── Отрывок

От их рассказов об этих нечастных жертвах кровь стынет в жилах: «Никто не сочувствовал мuselmänn, и никто не испытывал к ним симпатии. Другие узники, которые постоянно боялись за свою жизнь, даже не считали их достойными своего взгляда. Для тех узников, кто сотрудничал с охраной, мuselmänner были источником злобы и беспокойства; для эсесовцев они просто были бесполезным мусором. Все хотели бы уничтожить их, каждый по-своему» (p. 127).

Один раздел исследования, названный «Я был muselmänn», содержит рассказы людей, которым как-то удалось вырваться из этого состояния «мусульманства» и выжить. В соответствии с одним из таких рассказов, «в той ситуации, не имея достаточного питания, промокающие и замерзающие каждый день, мы не могли убежать от смерти. Это было началом того периода, когда «мусульманство» становилось все более распространенным… Все презирали «мусульман», даже соседи по бараку… Его чувства были притуплены и он становился совершенно безразличен ко всему, что происходило вокруг него. Он более не мог ни о чем говорить, он даже не мог молиться. Он более не думал о своем доме, семье или других людях в лагере (Ibid).

────
── Перечень записей

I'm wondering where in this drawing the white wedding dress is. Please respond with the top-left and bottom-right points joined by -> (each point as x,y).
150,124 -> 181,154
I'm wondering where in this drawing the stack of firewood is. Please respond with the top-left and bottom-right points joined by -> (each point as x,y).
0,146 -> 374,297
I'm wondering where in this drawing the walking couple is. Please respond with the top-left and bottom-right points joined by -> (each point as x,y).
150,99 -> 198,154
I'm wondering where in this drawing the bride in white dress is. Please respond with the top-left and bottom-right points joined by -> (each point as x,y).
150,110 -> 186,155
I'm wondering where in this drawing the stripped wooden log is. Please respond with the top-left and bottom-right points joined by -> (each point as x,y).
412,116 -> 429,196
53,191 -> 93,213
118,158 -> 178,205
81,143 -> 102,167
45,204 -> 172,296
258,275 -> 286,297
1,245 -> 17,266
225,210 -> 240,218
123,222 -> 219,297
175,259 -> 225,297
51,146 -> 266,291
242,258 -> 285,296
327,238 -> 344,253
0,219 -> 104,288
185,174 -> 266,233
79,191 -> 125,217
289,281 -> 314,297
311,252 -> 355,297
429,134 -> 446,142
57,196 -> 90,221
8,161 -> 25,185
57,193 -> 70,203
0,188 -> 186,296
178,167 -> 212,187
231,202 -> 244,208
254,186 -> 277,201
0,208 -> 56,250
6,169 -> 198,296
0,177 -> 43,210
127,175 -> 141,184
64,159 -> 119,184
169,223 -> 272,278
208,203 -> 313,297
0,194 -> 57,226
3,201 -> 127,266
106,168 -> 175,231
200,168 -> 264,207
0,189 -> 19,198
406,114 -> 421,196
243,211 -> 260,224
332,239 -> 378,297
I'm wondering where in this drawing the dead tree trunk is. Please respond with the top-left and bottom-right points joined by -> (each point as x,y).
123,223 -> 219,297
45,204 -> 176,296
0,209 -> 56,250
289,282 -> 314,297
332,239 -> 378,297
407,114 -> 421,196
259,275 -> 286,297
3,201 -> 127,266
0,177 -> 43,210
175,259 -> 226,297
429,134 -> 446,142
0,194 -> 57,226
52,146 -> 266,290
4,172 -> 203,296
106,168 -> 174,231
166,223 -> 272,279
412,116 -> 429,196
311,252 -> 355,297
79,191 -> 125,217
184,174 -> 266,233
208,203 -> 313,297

────

Обязательное задание A> Воспроизведите дословно фрагмент отрывка: начните со слов «Один раздел исследования, названный» и завершите словами «в лагере (Ibid).».
Обязательное задание B> Продублируйте без изменений строки записей, начиная со строки, содержащей «I'm wondering where in this drawing the stack», и заканчивая строкой, содержащей «150,99 -> 198,154», включительно.
Отрывок и записи взяты из разных источников.

Образец решения A>
Один раздел исследования, названный «Я был muselmänn», содержит рассказы людей, которым как-то удалось вырваться из этого состояния «мусульманства» и выжить. В соответствии с одним из таких рассказов, «в той ситуации, не имея достаточного питания, промокающие и замерзающие каждый день, мы не могли убежать от смерти. Это было началом того периода, когда «мусульманство» становилось все более распространенным… Все презирали «мусульман», даже соседи по бараку… Его чувства были притуплены и он становился совершенно безразличен ко всему, что происходило вокруг него. Он более не мог ни о чем говорить, он даже не мог молиться. Он более не думал о своем доме, семье или других людях в лагере (Ibid).

Образец решения B>
I'm wondering where in this drawing the stack of firewood is. Please respond with the top-left and bottom-right points joined by -> (each point as x,y).
0,146 -> 374,297
I'm wondering where in this drawing the walking couple is. Please respond with the top-left and bottom-right points joined by -> (each point as x,y).
150,99 -> 198,154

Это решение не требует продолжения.